- **RAW DATA**
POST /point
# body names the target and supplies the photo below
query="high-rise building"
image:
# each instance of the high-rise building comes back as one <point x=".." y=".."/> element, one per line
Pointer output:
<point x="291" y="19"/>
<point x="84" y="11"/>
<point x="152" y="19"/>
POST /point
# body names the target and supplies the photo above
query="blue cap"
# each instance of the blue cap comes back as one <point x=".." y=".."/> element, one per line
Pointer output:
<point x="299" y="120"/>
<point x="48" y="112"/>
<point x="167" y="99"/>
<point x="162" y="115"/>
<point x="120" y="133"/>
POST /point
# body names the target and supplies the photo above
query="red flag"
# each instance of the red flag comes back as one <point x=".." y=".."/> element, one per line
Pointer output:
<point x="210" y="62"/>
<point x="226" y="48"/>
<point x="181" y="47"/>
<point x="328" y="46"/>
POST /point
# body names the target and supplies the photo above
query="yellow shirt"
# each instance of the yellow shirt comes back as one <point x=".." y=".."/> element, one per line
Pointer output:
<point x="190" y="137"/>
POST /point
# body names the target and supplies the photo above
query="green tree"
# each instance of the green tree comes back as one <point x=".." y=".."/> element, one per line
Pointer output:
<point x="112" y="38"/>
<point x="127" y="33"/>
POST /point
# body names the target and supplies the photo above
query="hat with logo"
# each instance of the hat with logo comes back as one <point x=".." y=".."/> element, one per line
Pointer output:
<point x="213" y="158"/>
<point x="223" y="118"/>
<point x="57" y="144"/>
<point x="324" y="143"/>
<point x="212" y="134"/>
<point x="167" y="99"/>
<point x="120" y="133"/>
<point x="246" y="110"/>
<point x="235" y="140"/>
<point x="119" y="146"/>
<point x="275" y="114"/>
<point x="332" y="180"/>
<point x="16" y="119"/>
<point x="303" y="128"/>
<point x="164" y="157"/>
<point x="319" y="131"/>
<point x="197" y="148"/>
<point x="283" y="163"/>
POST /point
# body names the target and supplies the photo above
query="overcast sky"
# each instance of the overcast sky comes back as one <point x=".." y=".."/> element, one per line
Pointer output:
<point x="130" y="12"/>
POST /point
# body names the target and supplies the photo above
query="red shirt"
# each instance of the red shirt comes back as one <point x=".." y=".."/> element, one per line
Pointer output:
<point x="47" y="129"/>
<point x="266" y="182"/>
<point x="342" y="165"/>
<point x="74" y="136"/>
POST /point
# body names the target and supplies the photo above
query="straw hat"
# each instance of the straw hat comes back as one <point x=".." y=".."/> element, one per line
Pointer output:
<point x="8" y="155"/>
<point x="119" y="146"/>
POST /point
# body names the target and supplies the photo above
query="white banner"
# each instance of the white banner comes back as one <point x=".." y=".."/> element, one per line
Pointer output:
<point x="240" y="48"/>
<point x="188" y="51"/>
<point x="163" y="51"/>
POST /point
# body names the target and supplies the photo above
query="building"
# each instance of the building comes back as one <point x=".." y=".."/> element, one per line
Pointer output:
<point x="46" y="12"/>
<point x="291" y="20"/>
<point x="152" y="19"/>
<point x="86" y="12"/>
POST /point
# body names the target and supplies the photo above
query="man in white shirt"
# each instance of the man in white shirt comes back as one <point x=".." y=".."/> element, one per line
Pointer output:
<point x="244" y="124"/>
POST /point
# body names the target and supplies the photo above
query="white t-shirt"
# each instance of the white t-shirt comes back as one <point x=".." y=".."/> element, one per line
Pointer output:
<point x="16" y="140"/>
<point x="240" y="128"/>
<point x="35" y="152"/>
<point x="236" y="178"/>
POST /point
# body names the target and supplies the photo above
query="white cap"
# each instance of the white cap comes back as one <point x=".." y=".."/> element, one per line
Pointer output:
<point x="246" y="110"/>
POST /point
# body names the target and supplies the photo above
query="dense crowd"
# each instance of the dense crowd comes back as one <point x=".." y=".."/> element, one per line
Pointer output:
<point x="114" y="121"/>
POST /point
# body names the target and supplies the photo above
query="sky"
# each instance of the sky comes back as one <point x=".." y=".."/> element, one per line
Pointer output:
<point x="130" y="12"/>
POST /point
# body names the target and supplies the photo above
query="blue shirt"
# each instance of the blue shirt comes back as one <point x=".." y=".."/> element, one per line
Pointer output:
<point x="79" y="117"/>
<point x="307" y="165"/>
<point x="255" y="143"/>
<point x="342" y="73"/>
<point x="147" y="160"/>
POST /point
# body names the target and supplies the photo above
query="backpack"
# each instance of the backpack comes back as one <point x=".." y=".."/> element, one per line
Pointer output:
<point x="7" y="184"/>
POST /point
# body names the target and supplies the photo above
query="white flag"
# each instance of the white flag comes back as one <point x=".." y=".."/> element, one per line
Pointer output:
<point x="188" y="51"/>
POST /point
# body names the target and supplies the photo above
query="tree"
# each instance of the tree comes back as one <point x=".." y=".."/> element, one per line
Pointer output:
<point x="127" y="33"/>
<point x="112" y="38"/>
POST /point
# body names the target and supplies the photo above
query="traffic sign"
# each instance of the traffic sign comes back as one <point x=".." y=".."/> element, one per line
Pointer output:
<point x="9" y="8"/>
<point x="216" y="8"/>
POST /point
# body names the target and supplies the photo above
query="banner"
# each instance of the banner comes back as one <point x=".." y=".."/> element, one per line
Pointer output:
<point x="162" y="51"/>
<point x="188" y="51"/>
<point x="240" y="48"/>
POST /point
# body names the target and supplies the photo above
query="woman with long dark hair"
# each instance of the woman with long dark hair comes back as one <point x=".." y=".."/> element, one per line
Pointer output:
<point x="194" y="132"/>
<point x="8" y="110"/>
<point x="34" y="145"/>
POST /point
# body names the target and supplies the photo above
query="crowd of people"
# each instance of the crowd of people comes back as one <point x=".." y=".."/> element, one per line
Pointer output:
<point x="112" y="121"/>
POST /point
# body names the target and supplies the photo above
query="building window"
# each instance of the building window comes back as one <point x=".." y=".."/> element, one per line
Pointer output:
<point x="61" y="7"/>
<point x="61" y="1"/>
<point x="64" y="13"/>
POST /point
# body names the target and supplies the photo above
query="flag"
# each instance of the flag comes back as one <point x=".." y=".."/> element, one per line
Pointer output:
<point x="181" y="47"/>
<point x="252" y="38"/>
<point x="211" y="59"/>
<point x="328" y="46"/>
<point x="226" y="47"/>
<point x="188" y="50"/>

--

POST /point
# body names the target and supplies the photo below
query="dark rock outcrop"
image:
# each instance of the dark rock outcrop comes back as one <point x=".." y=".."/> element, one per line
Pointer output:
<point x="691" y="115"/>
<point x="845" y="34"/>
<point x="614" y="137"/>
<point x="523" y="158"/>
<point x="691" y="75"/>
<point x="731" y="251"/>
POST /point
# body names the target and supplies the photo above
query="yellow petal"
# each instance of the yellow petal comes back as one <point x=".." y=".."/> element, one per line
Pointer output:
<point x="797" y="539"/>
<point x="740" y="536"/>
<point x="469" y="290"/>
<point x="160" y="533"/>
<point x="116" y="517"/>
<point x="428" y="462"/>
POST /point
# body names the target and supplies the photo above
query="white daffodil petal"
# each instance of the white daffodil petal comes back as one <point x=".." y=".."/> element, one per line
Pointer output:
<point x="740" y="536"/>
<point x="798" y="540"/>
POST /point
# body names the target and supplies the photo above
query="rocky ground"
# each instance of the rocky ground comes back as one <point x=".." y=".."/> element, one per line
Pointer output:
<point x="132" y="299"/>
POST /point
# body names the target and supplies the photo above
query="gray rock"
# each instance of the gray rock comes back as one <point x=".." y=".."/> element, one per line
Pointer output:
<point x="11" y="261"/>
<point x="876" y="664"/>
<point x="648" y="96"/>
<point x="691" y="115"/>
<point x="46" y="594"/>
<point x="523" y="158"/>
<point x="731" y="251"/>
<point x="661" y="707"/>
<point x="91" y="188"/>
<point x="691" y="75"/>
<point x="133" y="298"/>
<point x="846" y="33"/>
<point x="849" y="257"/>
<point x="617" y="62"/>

...

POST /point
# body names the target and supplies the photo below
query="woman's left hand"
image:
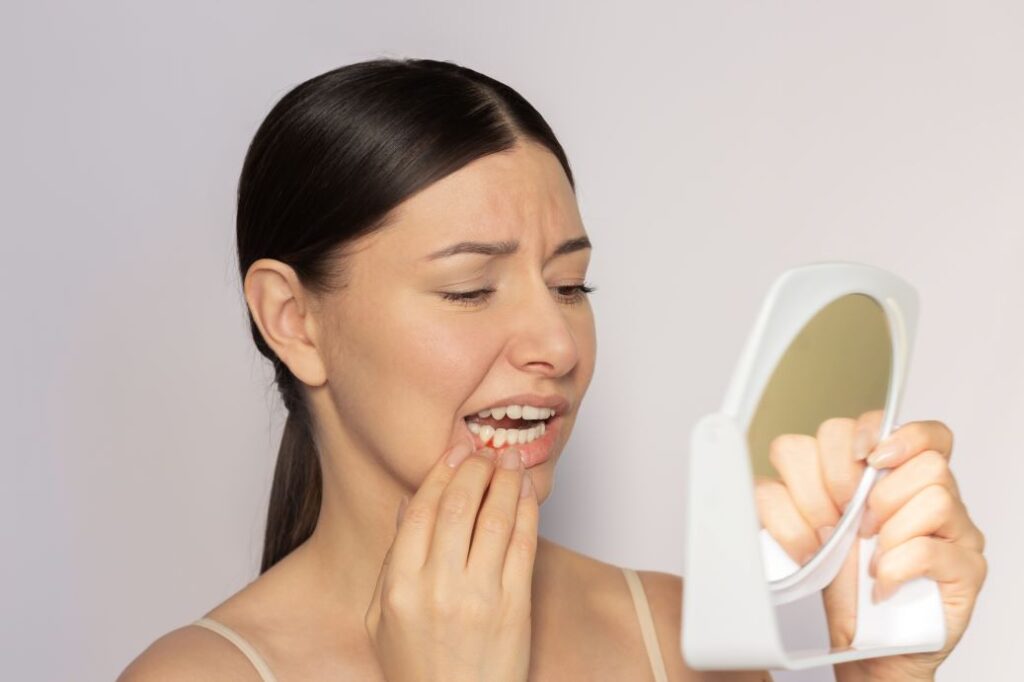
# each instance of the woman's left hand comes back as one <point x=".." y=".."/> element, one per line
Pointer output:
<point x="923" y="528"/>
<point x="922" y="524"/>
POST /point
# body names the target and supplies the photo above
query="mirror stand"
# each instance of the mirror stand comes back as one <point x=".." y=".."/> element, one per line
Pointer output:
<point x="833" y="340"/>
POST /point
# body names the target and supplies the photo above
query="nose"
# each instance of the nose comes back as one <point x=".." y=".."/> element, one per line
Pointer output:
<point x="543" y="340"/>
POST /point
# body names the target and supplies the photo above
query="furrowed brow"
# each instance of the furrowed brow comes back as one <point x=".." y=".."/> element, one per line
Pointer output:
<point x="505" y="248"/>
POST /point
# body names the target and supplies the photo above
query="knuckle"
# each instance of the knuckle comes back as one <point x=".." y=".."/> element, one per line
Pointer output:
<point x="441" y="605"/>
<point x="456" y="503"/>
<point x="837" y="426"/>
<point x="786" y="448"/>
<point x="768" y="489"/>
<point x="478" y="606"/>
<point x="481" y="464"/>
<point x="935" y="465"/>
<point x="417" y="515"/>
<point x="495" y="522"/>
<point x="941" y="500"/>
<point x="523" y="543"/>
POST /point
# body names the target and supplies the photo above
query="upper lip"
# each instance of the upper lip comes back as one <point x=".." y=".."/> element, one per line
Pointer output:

- **EXERCISE REQUIREMENTS**
Report how many lines in the records above contain the string "brow", with case counting, and give only the number.

- **EXERCISE OUTPUT**
2